**WHAT IS EXPECTED:** Retype every entry exactly, character for character.

**SOURCE DATA:**
○ ○ ○ ○
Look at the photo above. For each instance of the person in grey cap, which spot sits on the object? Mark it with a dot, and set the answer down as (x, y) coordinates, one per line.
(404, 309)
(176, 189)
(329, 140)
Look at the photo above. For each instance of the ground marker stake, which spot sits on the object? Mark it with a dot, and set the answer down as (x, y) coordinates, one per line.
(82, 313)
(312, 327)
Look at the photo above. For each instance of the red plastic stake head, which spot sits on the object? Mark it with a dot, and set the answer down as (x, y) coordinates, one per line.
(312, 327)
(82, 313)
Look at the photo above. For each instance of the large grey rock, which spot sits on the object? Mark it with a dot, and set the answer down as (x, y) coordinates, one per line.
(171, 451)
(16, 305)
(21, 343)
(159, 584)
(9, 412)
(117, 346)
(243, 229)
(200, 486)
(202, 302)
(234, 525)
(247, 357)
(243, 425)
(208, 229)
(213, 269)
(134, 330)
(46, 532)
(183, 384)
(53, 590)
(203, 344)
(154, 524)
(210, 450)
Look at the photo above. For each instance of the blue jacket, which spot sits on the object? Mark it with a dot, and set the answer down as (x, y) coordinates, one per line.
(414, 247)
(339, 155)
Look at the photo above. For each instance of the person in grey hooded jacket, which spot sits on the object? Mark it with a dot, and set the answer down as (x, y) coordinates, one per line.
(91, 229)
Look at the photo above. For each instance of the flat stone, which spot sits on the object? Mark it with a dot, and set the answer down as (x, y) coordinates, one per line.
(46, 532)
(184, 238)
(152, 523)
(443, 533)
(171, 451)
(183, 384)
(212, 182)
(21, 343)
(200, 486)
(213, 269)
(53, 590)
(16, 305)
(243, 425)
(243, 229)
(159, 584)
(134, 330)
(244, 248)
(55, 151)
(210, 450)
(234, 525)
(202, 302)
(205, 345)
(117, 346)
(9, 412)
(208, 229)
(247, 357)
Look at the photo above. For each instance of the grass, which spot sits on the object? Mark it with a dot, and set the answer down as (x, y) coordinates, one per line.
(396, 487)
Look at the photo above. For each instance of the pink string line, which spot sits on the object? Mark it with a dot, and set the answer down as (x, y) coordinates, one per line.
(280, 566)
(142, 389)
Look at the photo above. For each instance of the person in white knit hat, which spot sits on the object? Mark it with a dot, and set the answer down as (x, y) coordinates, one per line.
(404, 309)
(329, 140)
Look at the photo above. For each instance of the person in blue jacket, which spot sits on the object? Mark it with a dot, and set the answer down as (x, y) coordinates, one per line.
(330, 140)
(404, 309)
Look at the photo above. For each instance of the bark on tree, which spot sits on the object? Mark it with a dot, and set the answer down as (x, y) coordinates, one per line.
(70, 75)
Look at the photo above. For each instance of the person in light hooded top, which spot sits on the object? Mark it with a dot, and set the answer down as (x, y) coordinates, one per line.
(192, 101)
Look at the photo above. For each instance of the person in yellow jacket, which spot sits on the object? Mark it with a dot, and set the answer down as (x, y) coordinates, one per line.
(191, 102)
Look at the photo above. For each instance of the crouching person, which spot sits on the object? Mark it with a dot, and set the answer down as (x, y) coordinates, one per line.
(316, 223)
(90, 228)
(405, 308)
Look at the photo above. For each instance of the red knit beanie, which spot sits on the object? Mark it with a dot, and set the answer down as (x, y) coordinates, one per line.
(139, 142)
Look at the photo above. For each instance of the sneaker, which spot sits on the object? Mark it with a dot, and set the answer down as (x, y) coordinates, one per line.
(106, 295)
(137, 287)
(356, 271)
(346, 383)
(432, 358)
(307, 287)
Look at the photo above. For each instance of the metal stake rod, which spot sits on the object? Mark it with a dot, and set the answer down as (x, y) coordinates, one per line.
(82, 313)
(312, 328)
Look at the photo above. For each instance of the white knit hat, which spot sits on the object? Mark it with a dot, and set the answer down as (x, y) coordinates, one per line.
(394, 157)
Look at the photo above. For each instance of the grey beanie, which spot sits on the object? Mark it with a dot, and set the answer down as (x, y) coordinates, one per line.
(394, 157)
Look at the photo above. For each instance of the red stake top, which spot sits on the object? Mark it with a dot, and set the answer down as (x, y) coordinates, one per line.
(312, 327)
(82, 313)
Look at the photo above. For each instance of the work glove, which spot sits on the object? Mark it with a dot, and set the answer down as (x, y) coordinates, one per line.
○ ○ ○ ○
**COMPLETE OUTPUT:**
Look at the photo above. For each instance of the person in grey cap, which spot sits on the object? Mark it with a dot, and set the answer down as (x, y) coordinates, one per line.
(404, 309)
(176, 189)
(329, 140)
Look at the photo above. For each instance of the ground marker stake, which spot sits on the object? Mark it with a dot, and set the answer down as (x, y) coordinates, one per line.
(82, 313)
(312, 327)
Look at the photo above. For each instance of the red plastic stake head, which spot sits on the object? Mark it with a dot, and set the answer down as (x, y) coordinates, one per line.
(312, 327)
(82, 313)
Look at the photo above. For each instance of the large grey rock, which spot sits on the object? Mark it with a dot, and set the answer down as (x, y) coordinates, one per line.
(171, 451)
(16, 305)
(21, 343)
(159, 584)
(9, 412)
(117, 346)
(243, 229)
(200, 486)
(202, 302)
(234, 525)
(247, 357)
(243, 425)
(208, 229)
(213, 269)
(134, 330)
(46, 532)
(183, 384)
(53, 590)
(203, 344)
(154, 524)
(210, 450)
Look at the photo above. For each instance of the blue jacket, which spot sits on the object? Mark it with a dot, and set the answer down as (x, y) coordinates, one per line.
(414, 247)
(339, 155)
Look at the photo above. For each instance of the person in grey hooded jacket, which spot sits on the object? Mark it with a dot, and set the answer down as (x, y) coordinates, one per line.
(91, 229)
Look at the photo above. For each instance of the flat stone, which spot sits on the object? Mark it with a dot, and set the answer down as (x, y) coordinates, one per line.
(46, 532)
(184, 238)
(152, 523)
(443, 533)
(171, 451)
(183, 384)
(212, 182)
(21, 343)
(200, 486)
(213, 269)
(53, 590)
(16, 305)
(243, 425)
(243, 229)
(159, 584)
(134, 330)
(244, 248)
(55, 151)
(210, 450)
(234, 525)
(202, 302)
(205, 345)
(117, 346)
(9, 412)
(208, 229)
(247, 357)
Look at the photo above. For each instance of the grass, which spot sits on the object? Mark it with a dot, and set the answer down as (x, y) coordinates, one per line.
(396, 487)
Look at the photo above. For each instance of the pink string line, which spot sits on the object? Mark it with a dot, and set the answer down as (x, y) coordinates, one per line.
(280, 566)
(142, 389)
Look at the photo above. For each instance of the person in white knit hat, which spot sits on the object? Mark it with a dot, and set the answer down as (x, y) coordinates, one per line.
(404, 309)
(329, 140)
Look at the photo above. For each instance of the person in blue jacket, which spot sits on the object? Mark it with a dot, and set the answer down as (x, y) coordinates, one per line.
(330, 140)
(404, 309)
Look at the photo above. For each instance of the bark on tree, which spot sits on the object? Mark it with a dot, and set the answer down as (x, y) coordinates, one per line.
(70, 75)
Look at the photo above. For each instance of the person in light hooded top, which spot sits on the object? Mark it with a dot, and set the answer down as (x, y) coordinates, one per line.
(192, 101)
Look at the photo above. For each instance of the person in yellow jacket, which spot sits on the object? Mark it with a dot, and set the answer down as (x, y) coordinates, one per line.
(191, 102)
Look at the photo above. For each instance of the crouching person, which spot sits on the object? Mark it with a dot, and set the answer down as (x, y) coordinates, one per line.
(316, 223)
(90, 228)
(405, 308)
Look at the photo above. For each instance of the red knit beanie, which spot sits on the object? Mark it with a dot, and set the answer down as (x, y) coordinates, one per line.
(139, 142)
Look at the photo above. For each instance of the sneaker, which spot sits on the object? Mark it with a dot, and set the answer down as (x, y) coordinates, one per line.
(106, 295)
(137, 287)
(356, 271)
(346, 383)
(432, 358)
(307, 287)
Look at the photo above. For each instance of the metal stake rod, which spot sits on the object? Mark it with a dot, and set the answer down as (x, y) coordinates, one per line.
(82, 313)
(312, 328)
Look at the photo above. For each instance of the white knit hat, which spot sits on the object? Mark it with a dot, and set the answer down as (x, y) coordinates, one per line.
(394, 157)
Look at the photo above. For each instance of the grey beanie, which spot sits on the object? Mark it with a dot, and set the answer down as (x, y) coordinates, one per line.
(394, 157)
Look at the photo above. For each instance of the red stake top, which spot sits on the object? Mark it with a dot, and set the answer down as (x, y) coordinates, one per line.
(312, 327)
(82, 313)
Look at the photo above. For each instance of the work glove, which spot sits on the object? Mark it with a dot, and set the answer down as (x, y) coordinates, one per line.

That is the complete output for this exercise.